DOCUMENT SEGMENT
--- START ---

The Circumcision and Holy Name: An Anglican Perspective
The world begins its new year with resolutions. The Church begins it with a name. January 1 is the Feast of the Circumcision and Holy Name of Our Lord — the eighth day of Christmas, when the infant Jesus was circumcised and given the name that means salvation. Not a resolution. A person.
Feast Day: January 1
The Anglican calendar is ordered by a hierarchy of holy days, each carrying a different weight of observance. At the top sit the seven Principal Feasts — the highest days of the liturgical year. Below them are the Red-Letter Holy Days, appointed in the BCP 2019 with their own collects, propers, and lectionary readings. They are called Red-Letter Days because, in the tradition of printing church calendars, these days appear in red ink, distinguished from the Optional Commemorations which appear in ordinary black type. The Circumcision and Holy Name of Our Lord Jesus Christ, observed on January 1 and listed among the Holy Days on page 688 of the BCP 2019, is one of these Red-Letter Holy Days — and one that the secular world has largely claimed for its own purposes.

--- END ---

GIVEN TASK
Answer these questions from the Holy Name text, numbering each answer to match its question:
1. Which day of Christmas falls on January 1?
2. How many Principal Feasts sit at the top of the Anglican calendar?
3. On what page of the BCP 2019 is this feast listed among the Holy Days?

MATERIAL
--- START ---

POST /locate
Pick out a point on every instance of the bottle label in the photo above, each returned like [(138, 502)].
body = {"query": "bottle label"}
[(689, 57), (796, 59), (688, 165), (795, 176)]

--- END ---

FINISHED TASK
1. The eighth day.
2. Seven.
3. Page 688.